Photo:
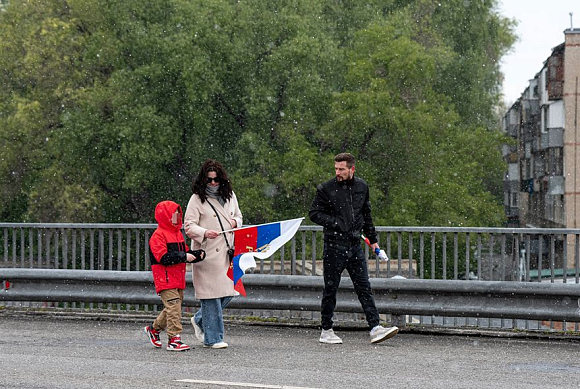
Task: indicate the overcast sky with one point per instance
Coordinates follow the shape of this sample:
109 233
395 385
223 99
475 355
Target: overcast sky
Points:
541 25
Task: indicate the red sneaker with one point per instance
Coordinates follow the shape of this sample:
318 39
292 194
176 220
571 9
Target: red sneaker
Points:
153 335
175 344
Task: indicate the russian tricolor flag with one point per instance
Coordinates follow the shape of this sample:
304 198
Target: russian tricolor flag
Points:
259 241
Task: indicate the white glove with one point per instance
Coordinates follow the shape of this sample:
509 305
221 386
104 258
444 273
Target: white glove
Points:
382 255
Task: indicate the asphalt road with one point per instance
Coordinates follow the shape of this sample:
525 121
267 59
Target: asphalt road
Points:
40 352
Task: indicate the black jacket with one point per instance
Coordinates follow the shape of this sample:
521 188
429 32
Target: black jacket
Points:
344 210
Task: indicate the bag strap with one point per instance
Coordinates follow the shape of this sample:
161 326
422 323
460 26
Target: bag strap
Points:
219 220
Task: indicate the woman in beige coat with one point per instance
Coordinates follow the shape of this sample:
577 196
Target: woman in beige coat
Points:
212 286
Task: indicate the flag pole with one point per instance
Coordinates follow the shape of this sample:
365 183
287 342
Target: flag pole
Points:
258 225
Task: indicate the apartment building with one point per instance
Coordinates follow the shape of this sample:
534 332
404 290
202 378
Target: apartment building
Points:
542 183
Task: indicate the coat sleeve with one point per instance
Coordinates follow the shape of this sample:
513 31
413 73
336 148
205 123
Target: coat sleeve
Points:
191 220
368 226
321 210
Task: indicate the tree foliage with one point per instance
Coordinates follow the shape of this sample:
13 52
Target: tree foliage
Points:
107 107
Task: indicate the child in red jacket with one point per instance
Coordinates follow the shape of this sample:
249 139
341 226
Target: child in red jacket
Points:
169 253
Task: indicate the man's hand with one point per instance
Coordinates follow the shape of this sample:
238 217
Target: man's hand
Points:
211 234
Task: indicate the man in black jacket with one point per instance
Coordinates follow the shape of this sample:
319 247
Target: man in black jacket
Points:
343 208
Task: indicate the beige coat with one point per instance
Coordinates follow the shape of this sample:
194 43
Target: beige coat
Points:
209 276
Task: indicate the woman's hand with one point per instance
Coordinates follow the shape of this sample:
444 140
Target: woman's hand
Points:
211 234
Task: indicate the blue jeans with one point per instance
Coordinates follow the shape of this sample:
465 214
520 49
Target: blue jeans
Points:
210 319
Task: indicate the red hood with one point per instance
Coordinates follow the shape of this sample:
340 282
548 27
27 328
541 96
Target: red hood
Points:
163 212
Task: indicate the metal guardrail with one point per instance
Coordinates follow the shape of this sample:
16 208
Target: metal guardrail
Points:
491 299
492 254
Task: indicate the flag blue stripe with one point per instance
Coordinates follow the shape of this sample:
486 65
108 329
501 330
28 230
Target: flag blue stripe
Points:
267 233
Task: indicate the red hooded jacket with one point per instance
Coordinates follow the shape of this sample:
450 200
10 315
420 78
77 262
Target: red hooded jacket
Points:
168 249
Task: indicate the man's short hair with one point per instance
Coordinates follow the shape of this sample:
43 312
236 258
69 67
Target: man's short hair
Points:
347 157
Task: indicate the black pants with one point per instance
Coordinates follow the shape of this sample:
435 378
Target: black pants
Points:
337 257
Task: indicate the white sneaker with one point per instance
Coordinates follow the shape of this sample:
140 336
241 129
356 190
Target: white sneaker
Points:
380 333
216 345
328 336
198 330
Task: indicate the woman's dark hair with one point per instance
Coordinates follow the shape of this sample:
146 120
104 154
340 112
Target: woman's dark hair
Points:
200 182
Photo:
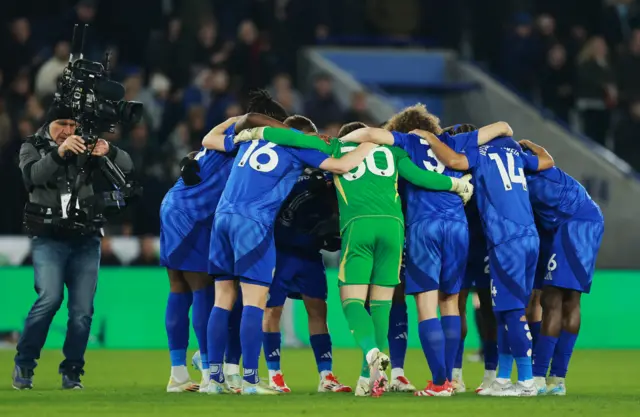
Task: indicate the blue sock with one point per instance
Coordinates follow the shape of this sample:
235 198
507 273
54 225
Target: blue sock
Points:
321 345
451 327
490 350
272 342
202 305
519 342
398 334
177 324
251 341
505 358
217 331
534 328
432 341
544 351
234 350
562 354
459 355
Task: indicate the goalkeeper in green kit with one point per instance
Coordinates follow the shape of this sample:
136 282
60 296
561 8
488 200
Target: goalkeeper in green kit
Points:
372 230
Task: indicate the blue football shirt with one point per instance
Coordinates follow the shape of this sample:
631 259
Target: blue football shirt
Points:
262 177
200 200
422 203
501 189
555 196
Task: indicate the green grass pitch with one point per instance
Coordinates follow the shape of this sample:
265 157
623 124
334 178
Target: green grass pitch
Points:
132 383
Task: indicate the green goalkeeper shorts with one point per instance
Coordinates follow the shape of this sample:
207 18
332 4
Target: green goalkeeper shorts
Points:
371 252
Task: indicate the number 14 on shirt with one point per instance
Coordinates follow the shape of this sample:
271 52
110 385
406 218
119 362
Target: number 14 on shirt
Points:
512 177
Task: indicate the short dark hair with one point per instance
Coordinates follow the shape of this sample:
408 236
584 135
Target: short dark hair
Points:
260 101
301 123
350 127
462 128
414 117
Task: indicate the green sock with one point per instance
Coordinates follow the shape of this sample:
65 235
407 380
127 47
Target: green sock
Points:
360 323
365 372
380 311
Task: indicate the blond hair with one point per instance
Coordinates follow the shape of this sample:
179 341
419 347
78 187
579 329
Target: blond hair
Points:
414 117
588 51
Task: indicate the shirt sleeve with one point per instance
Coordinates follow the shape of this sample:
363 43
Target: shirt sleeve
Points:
461 141
421 177
400 140
310 157
472 153
531 162
230 133
288 137
231 130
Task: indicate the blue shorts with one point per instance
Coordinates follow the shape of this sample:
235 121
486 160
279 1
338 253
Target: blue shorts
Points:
242 248
477 272
512 267
575 249
436 255
546 241
184 241
297 276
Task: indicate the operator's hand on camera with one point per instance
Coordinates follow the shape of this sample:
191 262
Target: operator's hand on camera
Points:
101 148
74 144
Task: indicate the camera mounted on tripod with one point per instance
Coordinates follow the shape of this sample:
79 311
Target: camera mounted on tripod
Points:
95 101
96 105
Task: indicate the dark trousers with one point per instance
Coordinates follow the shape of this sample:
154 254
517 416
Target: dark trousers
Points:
56 263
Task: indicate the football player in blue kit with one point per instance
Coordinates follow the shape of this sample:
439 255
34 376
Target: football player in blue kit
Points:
575 225
186 220
186 216
476 277
306 223
242 245
512 243
436 239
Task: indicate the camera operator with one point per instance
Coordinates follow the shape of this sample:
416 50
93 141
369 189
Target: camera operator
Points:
49 164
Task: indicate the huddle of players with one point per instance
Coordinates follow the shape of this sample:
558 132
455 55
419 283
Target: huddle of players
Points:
437 246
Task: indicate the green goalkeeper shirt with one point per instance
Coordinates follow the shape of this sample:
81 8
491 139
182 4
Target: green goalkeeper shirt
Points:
370 189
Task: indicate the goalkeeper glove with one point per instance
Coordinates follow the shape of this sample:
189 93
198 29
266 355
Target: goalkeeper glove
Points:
189 169
462 187
249 134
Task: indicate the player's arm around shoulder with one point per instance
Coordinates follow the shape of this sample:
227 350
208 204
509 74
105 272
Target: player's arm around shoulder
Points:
==============================
SHORT PROBLEM = Rewrite every line of all the entries above as one numbered list, dropping any blank lines and leaving out the pictures.

RESPONSE =
1. Photo:
2. Task: indicate the overcast sky with one point per instance
3. Coordinates follow the shape of this sample:
4. 109 233
5. 395 385
6. 223 99
7. 475 355
8. Target: overcast sky
9. Points:
10. 541 25
11. Task: indicate the red sneaker with one point per instance
12. Coordinates follow the shape of this sample:
13. 318 39
14. 292 194
15. 176 220
16. 571 9
17. Target: red sneaker
18. Points:
19. 153 335
20. 175 344
21. Task: indicate the russian tricolor flag with one point per instance
22. Coordinates follow the shape of this sample:
23. 304 198
24. Target: russian tricolor flag
25. Points:
26. 259 241
27. Task: indicate the white glove with one point per instance
28. Coordinates follow the shape of this sample:
29. 509 305
30. 221 386
31. 104 258
32. 444 273
33. Target: white glove
34. Points:
35. 382 255
36. Task: indicate the asphalt road with one point per instance
37. Coordinates follow the shape of this sample:
38. 525 121
39. 267 59
40. Target: asphalt road
41. Points:
42. 40 352
43. Task: indicate the black jacket with one point per instance
44. Coordinates follow the shape of this sample:
45. 521 188
46. 429 32
47. Target: black jacket
48. Points:
49. 344 210
50. Task: indicate the bag strap with one point per instance
51. Coordinates follow the shape of this sample:
52. 161 326
53. 422 323
54. 460 26
55. Target: bag strap
56. Points:
57. 219 220
58. Task: indicate the woman in beige coat with one point per instance
59. Coordinates follow the shape of this sample:
60. 577 196
61. Target: woman in beige coat
62. Points:
63. 212 286
64. Task: indicate the flag pole with one point per instance
65. Coordinates follow the shape of this sample:
66. 365 183
67. 287 342
68. Target: flag pole
69. Points:
70. 258 225
71. Task: indicate the apartment building with one point per instance
72. Coordinates follow the shape of this sample:
73. 534 332
74. 404 290
75. 202 378
76. Target: apartment building
77. Points:
78. 542 183
79. Task: indicate the coat sleeve with one point per instance
80. Coordinates follow the shape of this sample:
81. 513 31
82. 413 73
83. 336 148
84. 205 123
85. Target: coat sleeve
86. Points:
87. 191 220
88. 368 226
89. 321 210
90. Task: indicate the tree foliage with one point per instance
91. Coordinates follow the shape of this sample:
92. 13 52
93. Target: tree foliage
94. Points:
95. 107 107
96. Task: indicate the child in red jacket with one point per instance
97. Coordinates follow the shape of this sample:
98. 249 139
99. 341 226
100. Target: child in red jacket
101. Points:
102. 169 253
103. Task: indicate the man's hand with one point per instance
104. Coordinates follow the shape of this sample:
105. 238 217
106. Target: man's hand
107. Points:
108. 211 234
109. Task: indicate the man in black jacket with one point per instance
110. Coordinates follow the shape of this sample:
111. 319 247
112. Target: man in black jacket
113. Points:
114. 343 208
115. Task: indicate the beige coat with one point per instance
116. Coordinates follow the shape of this sample:
117. 194 43
118. Target: beige coat
119. Points:
120. 209 276
121. Task: indicate the woman's hand with one point per instance
122. Coordinates follow the shape of this sample:
123. 444 140
124. Target: woman's hand
125. Points:
126. 211 234
127. Task: indicate the blue jeans with one point per instance
128. Coordinates follow the shape of this sample:
129. 465 214
130. 520 49
131. Target: blue jeans
132. Points:
133. 210 319
134. Task: indicate the red hood with one point per instance
135. Coordinates follow the shape of this sample:
136. 340 282
137. 548 27
138. 27 328
139. 541 96
140. Target: red hood
141. Points:
142. 163 212
143. Task: indicate the metal guardrail with one point per instance
144. Coordinates follow the shape of this sample:
145. 16 208
146. Target: metal guardrail
147. Points:
148. 491 299
149. 492 254
150. Task: indicate the flag blue stripe with one point per instance
151. Coordinates follow the shape of this sample:
152. 486 65
153. 108 329
154. 501 330
155. 28 230
156. Target: flag blue stripe
157. Points:
158. 267 233
159. Task: indicate the red hooded jacket with one point per instance
160. Coordinates follow the shape of this sample:
161. 450 200
162. 10 315
163. 420 78
164. 77 262
165. Target: red hooded jacket
166. Points:
167. 168 249
168. Task: indicate the man's short hair with one point per instance
169. Coordinates follow the shape of this sample:
170. 43 312
171. 236 258
172. 69 67
173. Target: man's short hair
174. Points:
175. 347 157
176. Task: indicate the black pants with one point per instance
177. Coordinates follow the shape of this sample:
178. 435 378
179. Target: black pants
180. Points:
181. 337 257
182. Task: indicate the white sneaker with one point per instance
183. Coordinates follow the shape of this sample:
184. 140 336
185. 241 129
186. 356 190
187. Target: white sneaker
188. Points:
189. 380 333
190. 216 345
191. 328 336
192. 198 330
193. Task: indicate the woman's dark hair with one point per instance
194. Coordinates follow the shape of this sample:
195. 146 120
196. 104 154
197. 340 112
198. Target: woman's dark hair
199. Points:
200. 200 182
201. Photo:
202. Task: indicate the blue sock with one point per instance
203. Coordinates follow the shape of this sample:
204. 235 198
205. 507 273
206. 54 225
207. Target: blue sock
208. Points:
209. 321 345
210. 451 327
211. 490 350
212. 272 342
213. 202 305
214. 519 342
215. 398 334
216. 177 324
217. 251 341
218. 505 358
219. 217 331
220. 534 328
221. 432 341
222. 544 351
223. 234 350
224. 562 354
225. 459 355
226. Task: indicate the goalkeeper in green kit with one point per instance
227. Coordinates follow the shape of this sample:
228. 136 282
229. 60 296
230. 561 8
231. 488 200
232. Target: goalkeeper in green kit
233. Points:
234. 372 230
235. Task: indicate the blue football shirt with one point per instance
236. Coordinates follow the shape of this sample:
237. 631 259
238. Target: blue football shirt
239. Points:
240. 262 177
241. 200 200
242. 422 203
243. 501 189
244. 555 196
245. Task: indicate the green grass pitch with one point per instance
246. Coordinates follow the shape of this sample:
247. 265 157
248. 623 124
249. 334 178
250. Target: green grass pitch
251. Points:
252. 132 383
253. Task: indicate the green goalkeeper shorts with one point per instance
254. Coordinates follow the shape of this sample:
255. 207 18
256. 332 4
257. Target: green goalkeeper shorts
258. Points:
259. 371 252
260. Task: indicate the number 14 on shirt with one point per instance
261. Coordinates follow the shape of this sample:
262. 271 52
263. 110 385
264. 406 218
265. 119 362
266. Target: number 14 on shirt
267. Points:
268. 512 177
269. Task: indicate the short dark hair with one point per instance
270. Coordinates follow the shape of this sample:
271. 408 236
272. 584 135
273. Target: short dark hair
274. Points:
275. 260 101
276. 301 123
277. 350 127
278. 462 128
279. 414 117
280. Task: indicate the green sock with one point per instance
281. Coordinates follow the shape of this sample:
282. 65 235
283. 407 380
284. 127 47
285. Target: green sock
286. Points:
287. 360 323
288. 365 372
289. 380 311
290. Task: indicate the blond hair with one point per instance
291. Coordinates follow the shape of this sample:
292. 179 341
293. 419 347
294. 78 187
295. 579 329
296. Target: blond hair
297. Points:
298. 414 117
299. 588 51
300. Task: indicate the shirt sleeve with one point per instance
301. Coordinates follow the shape of this sample:
302. 363 43
303. Target: shirt sleeve
304. Points:
305. 461 141
306. 421 177
307. 400 140
308. 310 157
309. 472 153
310. 531 162
311. 230 133
312. 288 137
313. 231 130
314. Task: indicate the blue shorts with one point per instance
315. Coordinates follow the shape of this sample:
316. 235 121
317. 486 160
318. 279 1
319. 338 253
320. Target: blue shorts
321. Points:
322. 242 248
323. 477 272
324. 512 267
325. 575 249
326. 436 255
327. 546 241
328. 184 241
329. 297 276
330. Task: indicate the operator's hand on camera with one point per instance
331. Coordinates follow the shape of this sample:
332. 191 262
333. Target: operator's hand on camera
334. Points:
335. 101 148
336. 74 144
337. Task: indicate the camera mounted on tripod with one point per instance
338. Coordinates follow the shape of this sample:
339. 79 311
340. Target: camera mounted on tripod
341. Points:
342. 95 101
343. 96 105
344. Task: indicate the dark trousers with one point per instance
345. Coordinates follow the shape of this sample:
346. 154 254
347. 517 416
348. Target: dark trousers
349. Points:
350. 56 263
351. Task: indicate the football player in blue kit with one point per instance
352. Coordinates follow the shape of this sample:
353. 439 255
354. 34 376
355. Target: football player in blue kit
356. Points:
357. 575 225
358. 186 220
359. 186 216
360. 476 277
361. 306 223
362. 242 245
363. 512 243
364. 436 239
365. Task: indicate the camera operator with one point per instance
366. Coordinates follow the shape of this sample:
367. 416 50
368. 93 141
369. 369 189
370. Target: camera operator
371. Points:
372. 49 164
373. Task: indicate the huddle of players with one point per instance
374. Coordinates follow the shape of this sample:
375. 558 132
376. 455 55
377. 419 283
378. Target: huddle of players
379. Points:
380. 437 246
381. Task: indicate the green goalkeeper shirt with one point per instance
382. Coordinates follow the shape of this sample:
383. 81 8
384. 491 139
385. 182 4
386. Target: green goalkeeper shirt
387. Points:
388. 370 189
389. Task: indicate the goalkeeper glove with one point per instance
390. Coordinates follow the shape of this sample:
391. 189 93
392. 198 29
393. 266 355
394. Target: goalkeeper glove
395. Points:
396. 189 169
397. 462 187
398. 249 134
399. Task: indicate the player's arm around shoulder with one point per instance
400. Coordinates follow the shape of this sample:
401. 227 350
402. 208 204
403. 509 74
404. 105 272
405. Target: player's arm around shoulder
406. Points:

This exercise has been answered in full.